- **Brano scelto**:
Il pubblico di Internet è piuttosto patetico e Hollywood dovrebbe ascoltarlo relativamente, mostrando un po' di polso, piuttosto che accontentarlo piegandosi costantemente allo schiamazzare infantile di pochi e portando sul grande schermo prodotti dalla breve data di scadenza il cui unico scopo è quello di riproporre dei requel infarciti di easter egg, cameo di vecchie glorie ed espedienti narrativi ricalcati quasi 1:1 per un pubblico che, molto spesso, celebra opere originali che non ha nemmeno visto davvero.


Lo fa perché la cultura pop del presente li ha resi di moda e quindi necessari per esistere nel discorso digitale e non.

- **Elenco**:
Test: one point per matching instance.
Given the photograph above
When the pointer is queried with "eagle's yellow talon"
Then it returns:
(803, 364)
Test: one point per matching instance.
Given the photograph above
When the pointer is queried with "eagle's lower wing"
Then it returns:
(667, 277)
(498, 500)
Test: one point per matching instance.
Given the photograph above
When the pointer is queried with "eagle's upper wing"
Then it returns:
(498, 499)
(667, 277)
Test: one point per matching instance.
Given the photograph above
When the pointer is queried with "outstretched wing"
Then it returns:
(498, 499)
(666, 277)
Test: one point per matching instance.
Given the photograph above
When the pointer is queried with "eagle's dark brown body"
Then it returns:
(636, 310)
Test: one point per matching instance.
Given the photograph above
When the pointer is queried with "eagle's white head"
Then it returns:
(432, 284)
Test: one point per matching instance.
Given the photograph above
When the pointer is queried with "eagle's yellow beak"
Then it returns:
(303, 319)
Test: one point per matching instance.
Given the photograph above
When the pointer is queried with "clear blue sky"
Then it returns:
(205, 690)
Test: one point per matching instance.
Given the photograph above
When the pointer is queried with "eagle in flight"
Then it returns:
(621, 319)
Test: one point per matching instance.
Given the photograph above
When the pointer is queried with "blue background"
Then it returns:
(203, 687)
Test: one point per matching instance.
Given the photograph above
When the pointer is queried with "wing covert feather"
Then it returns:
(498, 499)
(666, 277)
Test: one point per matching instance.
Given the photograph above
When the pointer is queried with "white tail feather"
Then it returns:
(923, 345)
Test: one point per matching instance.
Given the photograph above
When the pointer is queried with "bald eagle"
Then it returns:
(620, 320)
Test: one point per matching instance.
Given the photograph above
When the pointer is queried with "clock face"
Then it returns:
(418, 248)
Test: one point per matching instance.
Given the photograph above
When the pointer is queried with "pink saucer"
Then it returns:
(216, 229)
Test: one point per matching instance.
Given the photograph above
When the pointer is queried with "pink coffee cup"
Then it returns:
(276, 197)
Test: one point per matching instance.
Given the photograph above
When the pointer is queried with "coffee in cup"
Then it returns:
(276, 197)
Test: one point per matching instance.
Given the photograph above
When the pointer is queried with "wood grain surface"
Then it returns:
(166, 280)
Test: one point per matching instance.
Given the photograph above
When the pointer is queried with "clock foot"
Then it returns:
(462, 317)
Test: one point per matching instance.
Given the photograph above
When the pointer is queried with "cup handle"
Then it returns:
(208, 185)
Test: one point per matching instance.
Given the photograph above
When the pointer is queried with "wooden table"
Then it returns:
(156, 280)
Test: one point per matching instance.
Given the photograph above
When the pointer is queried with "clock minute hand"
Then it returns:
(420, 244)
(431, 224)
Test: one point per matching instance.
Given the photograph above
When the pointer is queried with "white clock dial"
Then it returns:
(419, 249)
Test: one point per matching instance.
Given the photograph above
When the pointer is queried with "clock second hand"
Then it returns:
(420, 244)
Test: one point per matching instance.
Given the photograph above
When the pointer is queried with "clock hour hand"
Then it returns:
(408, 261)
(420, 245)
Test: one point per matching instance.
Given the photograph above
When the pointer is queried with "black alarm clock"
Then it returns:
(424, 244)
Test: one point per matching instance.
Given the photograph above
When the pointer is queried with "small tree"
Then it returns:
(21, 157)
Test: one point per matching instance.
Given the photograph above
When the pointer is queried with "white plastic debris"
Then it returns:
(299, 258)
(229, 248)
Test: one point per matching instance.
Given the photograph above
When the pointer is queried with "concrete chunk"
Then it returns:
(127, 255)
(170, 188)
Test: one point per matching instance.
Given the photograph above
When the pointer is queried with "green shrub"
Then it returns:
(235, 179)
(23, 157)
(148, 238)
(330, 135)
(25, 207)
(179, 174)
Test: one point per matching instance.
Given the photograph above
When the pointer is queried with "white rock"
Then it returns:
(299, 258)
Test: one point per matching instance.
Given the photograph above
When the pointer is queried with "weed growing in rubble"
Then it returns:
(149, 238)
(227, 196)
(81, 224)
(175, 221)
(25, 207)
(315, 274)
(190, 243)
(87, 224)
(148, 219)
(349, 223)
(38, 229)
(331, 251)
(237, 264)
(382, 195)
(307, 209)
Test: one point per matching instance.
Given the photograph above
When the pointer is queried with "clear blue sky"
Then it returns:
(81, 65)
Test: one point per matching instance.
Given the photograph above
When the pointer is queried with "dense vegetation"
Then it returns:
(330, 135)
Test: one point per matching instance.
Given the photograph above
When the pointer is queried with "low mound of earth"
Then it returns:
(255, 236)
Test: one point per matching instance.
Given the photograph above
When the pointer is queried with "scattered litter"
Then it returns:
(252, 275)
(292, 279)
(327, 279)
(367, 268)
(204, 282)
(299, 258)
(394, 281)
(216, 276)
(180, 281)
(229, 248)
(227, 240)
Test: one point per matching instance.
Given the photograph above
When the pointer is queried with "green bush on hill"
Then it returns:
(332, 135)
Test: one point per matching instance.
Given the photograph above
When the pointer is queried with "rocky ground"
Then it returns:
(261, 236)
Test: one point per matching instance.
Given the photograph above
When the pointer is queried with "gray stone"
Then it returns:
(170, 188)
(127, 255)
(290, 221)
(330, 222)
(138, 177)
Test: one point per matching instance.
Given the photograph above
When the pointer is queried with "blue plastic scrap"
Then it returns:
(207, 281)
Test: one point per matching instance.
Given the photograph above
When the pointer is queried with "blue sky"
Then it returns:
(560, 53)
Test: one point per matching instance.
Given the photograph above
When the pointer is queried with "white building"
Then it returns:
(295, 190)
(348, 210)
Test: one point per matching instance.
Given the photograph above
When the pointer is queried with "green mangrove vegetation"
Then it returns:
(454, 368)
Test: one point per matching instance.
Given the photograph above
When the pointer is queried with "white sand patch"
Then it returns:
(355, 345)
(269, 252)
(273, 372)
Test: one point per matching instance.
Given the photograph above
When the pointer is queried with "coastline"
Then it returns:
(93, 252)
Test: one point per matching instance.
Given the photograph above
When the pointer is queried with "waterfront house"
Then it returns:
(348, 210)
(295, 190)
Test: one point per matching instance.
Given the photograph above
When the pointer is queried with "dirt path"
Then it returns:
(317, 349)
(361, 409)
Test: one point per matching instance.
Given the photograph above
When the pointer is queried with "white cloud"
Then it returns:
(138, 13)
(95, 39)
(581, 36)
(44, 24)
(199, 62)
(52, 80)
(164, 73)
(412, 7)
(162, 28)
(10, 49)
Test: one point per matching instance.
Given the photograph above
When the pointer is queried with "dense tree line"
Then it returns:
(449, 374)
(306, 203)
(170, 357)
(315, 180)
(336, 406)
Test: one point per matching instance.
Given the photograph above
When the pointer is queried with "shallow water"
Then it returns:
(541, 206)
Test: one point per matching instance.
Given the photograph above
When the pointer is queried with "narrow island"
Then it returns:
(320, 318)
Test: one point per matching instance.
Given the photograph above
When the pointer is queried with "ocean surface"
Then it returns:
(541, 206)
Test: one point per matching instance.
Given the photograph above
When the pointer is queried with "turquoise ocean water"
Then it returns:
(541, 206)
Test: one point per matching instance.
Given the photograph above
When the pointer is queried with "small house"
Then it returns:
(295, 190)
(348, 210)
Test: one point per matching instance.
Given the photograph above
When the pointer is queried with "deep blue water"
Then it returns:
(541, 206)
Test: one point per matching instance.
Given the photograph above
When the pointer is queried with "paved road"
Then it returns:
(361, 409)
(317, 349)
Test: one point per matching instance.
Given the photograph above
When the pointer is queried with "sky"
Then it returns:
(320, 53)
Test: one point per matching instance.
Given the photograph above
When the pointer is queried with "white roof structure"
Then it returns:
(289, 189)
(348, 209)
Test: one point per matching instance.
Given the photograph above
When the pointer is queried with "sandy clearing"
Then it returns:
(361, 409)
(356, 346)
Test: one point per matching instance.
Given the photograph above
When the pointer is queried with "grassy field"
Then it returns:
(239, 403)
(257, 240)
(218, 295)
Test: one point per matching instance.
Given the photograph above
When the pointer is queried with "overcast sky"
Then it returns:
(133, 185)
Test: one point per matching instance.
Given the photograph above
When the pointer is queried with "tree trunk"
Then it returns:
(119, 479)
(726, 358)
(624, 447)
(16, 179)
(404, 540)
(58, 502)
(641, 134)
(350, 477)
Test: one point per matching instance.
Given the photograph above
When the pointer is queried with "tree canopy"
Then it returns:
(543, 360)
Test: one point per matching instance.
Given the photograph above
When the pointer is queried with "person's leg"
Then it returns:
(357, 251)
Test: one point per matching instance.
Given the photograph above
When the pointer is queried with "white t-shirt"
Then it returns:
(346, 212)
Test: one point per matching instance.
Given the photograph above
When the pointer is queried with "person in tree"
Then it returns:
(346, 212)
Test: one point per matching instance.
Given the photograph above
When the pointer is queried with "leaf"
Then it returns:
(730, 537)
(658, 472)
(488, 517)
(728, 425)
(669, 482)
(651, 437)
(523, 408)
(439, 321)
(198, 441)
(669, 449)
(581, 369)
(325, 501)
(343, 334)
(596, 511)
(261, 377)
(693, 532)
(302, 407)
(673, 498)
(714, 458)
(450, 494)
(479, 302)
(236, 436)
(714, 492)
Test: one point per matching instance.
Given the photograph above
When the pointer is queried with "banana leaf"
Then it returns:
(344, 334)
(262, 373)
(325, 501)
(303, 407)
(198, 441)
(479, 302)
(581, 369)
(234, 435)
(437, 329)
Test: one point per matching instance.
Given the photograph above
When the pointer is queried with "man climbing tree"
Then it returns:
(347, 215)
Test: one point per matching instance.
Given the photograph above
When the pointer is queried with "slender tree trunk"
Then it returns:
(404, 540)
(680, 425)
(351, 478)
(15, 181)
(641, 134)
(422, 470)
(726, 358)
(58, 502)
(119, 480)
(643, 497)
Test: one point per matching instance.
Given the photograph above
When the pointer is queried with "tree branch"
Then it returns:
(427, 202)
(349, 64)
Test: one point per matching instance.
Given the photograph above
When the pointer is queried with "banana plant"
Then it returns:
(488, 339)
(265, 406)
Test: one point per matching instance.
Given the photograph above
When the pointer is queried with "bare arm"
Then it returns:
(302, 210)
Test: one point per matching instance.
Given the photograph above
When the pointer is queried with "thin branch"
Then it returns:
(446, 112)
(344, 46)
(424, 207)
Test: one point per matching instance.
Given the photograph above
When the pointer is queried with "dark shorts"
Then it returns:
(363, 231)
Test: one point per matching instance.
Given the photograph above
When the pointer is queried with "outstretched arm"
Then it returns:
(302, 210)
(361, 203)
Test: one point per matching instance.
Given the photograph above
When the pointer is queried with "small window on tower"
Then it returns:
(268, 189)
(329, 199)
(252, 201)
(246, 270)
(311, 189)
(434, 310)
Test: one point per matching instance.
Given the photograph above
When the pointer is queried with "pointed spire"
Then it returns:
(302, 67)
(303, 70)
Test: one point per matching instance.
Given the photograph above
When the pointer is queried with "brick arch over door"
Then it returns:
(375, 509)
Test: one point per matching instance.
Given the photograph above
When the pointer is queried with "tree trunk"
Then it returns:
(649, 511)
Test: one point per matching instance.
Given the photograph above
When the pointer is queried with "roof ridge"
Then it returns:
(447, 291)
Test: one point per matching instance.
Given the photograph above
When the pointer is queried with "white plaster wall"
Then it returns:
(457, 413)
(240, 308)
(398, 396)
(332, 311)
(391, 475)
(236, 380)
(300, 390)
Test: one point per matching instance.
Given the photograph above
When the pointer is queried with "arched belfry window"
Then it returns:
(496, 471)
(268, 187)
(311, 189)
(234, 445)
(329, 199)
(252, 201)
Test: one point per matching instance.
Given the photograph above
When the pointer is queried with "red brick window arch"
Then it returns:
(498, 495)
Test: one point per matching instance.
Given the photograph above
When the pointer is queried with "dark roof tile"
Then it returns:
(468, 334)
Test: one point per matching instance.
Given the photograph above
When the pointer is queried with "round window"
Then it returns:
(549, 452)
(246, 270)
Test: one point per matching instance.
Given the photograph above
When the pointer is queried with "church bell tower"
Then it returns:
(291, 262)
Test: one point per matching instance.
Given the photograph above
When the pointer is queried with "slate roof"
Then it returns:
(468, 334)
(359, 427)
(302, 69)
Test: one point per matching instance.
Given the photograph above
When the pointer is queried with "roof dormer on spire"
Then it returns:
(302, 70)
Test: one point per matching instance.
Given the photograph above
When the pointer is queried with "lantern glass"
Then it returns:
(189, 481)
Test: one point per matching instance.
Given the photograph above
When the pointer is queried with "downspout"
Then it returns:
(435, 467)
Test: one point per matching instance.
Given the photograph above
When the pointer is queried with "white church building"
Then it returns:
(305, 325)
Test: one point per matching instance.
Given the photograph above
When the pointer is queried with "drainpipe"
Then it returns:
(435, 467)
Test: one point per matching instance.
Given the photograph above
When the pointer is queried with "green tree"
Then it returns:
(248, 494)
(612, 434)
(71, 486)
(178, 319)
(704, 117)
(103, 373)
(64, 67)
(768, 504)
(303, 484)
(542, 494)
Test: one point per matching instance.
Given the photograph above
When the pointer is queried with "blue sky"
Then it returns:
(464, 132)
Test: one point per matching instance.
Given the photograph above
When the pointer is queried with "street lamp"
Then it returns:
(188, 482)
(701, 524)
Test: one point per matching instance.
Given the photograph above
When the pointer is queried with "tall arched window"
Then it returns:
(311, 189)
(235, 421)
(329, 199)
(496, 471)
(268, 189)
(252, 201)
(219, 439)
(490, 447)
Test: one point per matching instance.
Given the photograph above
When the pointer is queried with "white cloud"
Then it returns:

- **Consegna A**: Quali righe dell'elenco contengono la stringa "person"? Individuale e ricopiale per intero.
- **Consegna B**: Prosegui il brano su Hollywood e il pubblico di Internet, ripartendo subito dopo la sua ultima frase.

- **Risultato atteso A**:
When the pointer is queried with "person's leg"
When the pointer is queried with "person in tree"

- **Risultato atteso B**:
L'apice di questa follia produttiva è da riconoscere sempre in Star Wars, un brand che ha sentito il bisogno di chiudere la propria trilogia requel fuggendo dalla ricerca di innovazione che ci fu in Star Wars: Gli ultimi Jedi per mettere in scena un gigantesco film che sta a metà tra la nostaglia più sfrenata e il retcon su commissione dei meme di Facebook e delle pagine di Reddit.

 

Scream risorge proprio per prendersela con i requel, per sfotterne la struttura, per accoltellare il pubblico al cuore della sua spocchia internettiana, convinto di saper giudicare una qualsiasi opera perché tecnicamente dotato di una voce con un apparente riverbero. 

 

 

[No, God! No, God, please, NO! NO! NO! NOOOOO!]

 

Requel for a Scream 

 

Il Cinema horror non è certo rimasto lì a guardare: dove non si è potuto davvero innovare si è scelta la strada del requel per riportare in vita Halloween e lo stesso Candyman.

 

Per quanto queste formule possano essere più o meno riuscite, o più o meno di successo, il loro pattern è già riconoscibile per il pubblico, anche se non si è ancora reso conto interamente del gioco di prestigio del quale è vittima.

In parte perché è lo spettatore stesso a chiedere a gran voce di subirlo.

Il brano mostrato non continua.